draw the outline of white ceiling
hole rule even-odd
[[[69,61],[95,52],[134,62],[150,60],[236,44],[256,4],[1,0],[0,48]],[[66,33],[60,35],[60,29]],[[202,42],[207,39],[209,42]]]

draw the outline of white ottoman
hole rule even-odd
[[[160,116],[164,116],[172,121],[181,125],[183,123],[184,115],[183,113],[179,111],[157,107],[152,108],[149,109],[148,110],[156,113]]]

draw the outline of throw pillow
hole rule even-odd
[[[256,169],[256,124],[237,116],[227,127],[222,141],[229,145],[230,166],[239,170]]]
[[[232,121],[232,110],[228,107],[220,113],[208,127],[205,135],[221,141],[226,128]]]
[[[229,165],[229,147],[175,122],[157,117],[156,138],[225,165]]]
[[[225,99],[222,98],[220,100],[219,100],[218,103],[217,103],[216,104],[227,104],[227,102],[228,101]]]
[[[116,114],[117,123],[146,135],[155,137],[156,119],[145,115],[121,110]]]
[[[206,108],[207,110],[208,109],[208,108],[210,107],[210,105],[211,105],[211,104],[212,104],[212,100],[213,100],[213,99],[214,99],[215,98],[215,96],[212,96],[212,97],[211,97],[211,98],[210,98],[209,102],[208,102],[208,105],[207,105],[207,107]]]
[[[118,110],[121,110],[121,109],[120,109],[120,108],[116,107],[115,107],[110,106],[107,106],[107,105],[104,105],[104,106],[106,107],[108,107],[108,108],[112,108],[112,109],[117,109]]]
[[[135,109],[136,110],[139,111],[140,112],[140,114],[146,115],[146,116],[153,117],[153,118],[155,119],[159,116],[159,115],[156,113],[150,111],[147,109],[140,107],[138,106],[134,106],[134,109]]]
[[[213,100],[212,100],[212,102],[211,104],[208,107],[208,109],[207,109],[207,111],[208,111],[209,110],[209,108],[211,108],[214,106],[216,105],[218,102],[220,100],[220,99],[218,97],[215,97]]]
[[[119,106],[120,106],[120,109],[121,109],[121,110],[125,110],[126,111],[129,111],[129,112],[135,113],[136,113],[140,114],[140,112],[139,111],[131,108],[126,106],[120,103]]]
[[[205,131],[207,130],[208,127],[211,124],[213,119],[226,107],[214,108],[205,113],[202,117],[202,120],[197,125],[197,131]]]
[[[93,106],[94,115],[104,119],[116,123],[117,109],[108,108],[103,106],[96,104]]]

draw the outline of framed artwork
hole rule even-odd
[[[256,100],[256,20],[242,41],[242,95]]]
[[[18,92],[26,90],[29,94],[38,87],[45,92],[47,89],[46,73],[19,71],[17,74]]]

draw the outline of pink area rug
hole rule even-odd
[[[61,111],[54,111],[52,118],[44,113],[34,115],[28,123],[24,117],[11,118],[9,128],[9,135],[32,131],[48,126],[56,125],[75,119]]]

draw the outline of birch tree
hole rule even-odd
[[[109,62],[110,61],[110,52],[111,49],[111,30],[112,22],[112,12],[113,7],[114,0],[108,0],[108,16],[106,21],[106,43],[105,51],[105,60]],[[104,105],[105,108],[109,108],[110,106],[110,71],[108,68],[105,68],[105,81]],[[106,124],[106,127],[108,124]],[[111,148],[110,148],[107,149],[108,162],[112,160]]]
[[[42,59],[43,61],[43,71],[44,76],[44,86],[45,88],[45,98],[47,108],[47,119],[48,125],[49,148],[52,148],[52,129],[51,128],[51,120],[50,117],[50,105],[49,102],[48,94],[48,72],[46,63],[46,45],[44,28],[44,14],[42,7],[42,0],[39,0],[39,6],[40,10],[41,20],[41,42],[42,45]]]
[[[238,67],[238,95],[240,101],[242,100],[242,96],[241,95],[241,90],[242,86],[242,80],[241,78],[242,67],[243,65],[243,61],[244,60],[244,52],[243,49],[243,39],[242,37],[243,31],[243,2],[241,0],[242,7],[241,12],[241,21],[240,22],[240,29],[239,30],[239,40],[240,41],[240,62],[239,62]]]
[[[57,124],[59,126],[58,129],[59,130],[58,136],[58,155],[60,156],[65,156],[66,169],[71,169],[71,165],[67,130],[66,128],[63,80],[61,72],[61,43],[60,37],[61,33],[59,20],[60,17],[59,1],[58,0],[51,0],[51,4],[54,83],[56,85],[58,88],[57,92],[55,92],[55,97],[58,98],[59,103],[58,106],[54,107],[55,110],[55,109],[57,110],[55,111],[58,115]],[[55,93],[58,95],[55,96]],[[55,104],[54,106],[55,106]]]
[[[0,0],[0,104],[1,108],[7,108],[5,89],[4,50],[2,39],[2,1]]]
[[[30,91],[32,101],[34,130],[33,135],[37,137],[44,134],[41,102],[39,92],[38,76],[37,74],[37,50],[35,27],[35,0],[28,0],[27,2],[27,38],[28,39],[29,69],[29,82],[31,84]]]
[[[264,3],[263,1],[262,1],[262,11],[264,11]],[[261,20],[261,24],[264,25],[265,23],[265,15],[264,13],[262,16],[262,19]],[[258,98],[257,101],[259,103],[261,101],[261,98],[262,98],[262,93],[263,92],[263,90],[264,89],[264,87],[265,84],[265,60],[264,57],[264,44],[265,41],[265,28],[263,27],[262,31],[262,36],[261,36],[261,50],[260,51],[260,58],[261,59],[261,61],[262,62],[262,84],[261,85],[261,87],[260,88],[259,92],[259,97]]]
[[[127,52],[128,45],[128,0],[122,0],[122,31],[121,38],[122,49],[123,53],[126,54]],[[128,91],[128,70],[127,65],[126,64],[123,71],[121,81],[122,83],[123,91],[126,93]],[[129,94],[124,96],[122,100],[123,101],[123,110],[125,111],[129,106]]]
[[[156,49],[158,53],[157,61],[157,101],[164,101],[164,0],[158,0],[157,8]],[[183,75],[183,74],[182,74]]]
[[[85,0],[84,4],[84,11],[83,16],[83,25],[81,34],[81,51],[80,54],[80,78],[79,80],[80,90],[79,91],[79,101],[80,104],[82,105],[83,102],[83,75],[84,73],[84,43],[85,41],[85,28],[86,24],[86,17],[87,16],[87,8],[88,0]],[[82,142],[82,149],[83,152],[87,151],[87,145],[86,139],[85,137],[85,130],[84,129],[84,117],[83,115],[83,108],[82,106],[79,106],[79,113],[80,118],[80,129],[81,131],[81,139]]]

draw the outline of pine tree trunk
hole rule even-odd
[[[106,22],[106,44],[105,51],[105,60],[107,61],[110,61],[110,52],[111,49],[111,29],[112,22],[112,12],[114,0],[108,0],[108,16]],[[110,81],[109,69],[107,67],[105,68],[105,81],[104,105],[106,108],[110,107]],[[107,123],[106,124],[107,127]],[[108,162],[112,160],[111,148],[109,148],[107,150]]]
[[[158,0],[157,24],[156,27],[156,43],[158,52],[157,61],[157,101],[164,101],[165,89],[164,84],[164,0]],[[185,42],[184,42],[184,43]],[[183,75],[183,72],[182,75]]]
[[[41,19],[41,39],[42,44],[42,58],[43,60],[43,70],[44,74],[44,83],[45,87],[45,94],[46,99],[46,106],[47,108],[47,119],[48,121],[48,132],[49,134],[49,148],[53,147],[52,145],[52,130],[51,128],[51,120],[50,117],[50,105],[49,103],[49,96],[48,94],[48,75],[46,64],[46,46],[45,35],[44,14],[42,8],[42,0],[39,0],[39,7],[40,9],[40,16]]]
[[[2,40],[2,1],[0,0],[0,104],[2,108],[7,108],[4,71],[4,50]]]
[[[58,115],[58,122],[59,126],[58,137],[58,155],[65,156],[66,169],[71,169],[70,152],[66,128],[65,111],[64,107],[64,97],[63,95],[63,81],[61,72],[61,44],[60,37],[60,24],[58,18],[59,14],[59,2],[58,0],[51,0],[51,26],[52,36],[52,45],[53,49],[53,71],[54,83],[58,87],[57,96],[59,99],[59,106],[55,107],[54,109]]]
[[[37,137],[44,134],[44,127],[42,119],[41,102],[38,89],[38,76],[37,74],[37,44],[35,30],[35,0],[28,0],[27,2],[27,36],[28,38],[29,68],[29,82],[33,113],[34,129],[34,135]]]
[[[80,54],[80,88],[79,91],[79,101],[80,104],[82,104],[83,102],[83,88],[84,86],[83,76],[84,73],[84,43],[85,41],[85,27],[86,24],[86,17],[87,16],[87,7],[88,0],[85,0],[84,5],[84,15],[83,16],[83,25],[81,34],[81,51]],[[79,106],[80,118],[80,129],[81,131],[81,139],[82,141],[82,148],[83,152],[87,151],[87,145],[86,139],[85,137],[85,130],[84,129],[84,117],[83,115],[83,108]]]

_ _ _ _ _

Give back exactly the lines that run from the line with "draw the outline of pine tree trunk" through the close of the material, counting both ends, and nothing more.

draw the outline of pine tree trunk
hole rule even-odd
[[[106,22],[106,44],[105,51],[105,60],[107,61],[110,61],[110,52],[111,49],[111,29],[112,22],[112,12],[114,0],[108,0],[108,16]],[[110,81],[109,69],[107,67],[105,68],[105,81],[104,105],[106,108],[110,107]],[[107,123],[106,124],[107,127]],[[108,162],[112,160],[111,148],[109,148],[107,150]]]
[[[158,0],[157,24],[156,27],[156,43],[158,52],[157,61],[157,101],[164,101],[165,89],[164,84],[164,0]],[[185,42],[184,42],[184,43]],[[183,75],[183,72],[182,75]]]
[[[41,19],[41,39],[42,44],[42,58],[43,60],[43,70],[44,74],[44,83],[45,87],[45,94],[46,99],[46,106],[47,108],[47,119],[48,121],[48,132],[49,134],[49,148],[53,147],[52,145],[52,130],[51,128],[51,120],[50,117],[50,105],[49,103],[49,96],[48,94],[48,75],[46,64],[46,46],[45,35],[44,14],[42,8],[42,0],[39,0],[39,7],[40,9],[40,16]]]
[[[2,40],[2,1],[0,0],[0,104],[2,108],[7,108],[4,71],[4,50]]]
[[[58,115],[58,122],[59,126],[58,137],[58,155],[65,156],[66,169],[71,169],[70,152],[66,128],[65,111],[64,107],[64,97],[63,95],[63,81],[61,72],[61,44],[60,37],[60,24],[58,18],[59,14],[59,2],[58,0],[51,0],[51,26],[52,36],[52,45],[53,49],[53,71],[54,83],[58,87],[57,96],[59,99],[59,106],[55,107],[54,109]]]
[[[37,137],[44,134],[44,127],[42,119],[41,102],[38,89],[38,76],[37,74],[37,44],[35,30],[35,0],[28,0],[27,2],[27,36],[28,38],[29,68],[29,82],[33,113],[34,129],[34,135]]]
[[[80,54],[80,88],[79,91],[79,101],[80,104],[82,104],[83,102],[83,88],[84,86],[83,76],[84,73],[84,43],[85,41],[85,27],[86,24],[86,17],[87,16],[87,7],[88,0],[85,0],[84,5],[84,15],[83,16],[83,25],[81,34],[81,51]],[[79,106],[80,118],[80,129],[81,131],[81,139],[82,141],[82,148],[83,152],[87,151],[87,145],[86,139],[85,137],[85,130],[84,129],[84,117],[83,115],[83,108]]]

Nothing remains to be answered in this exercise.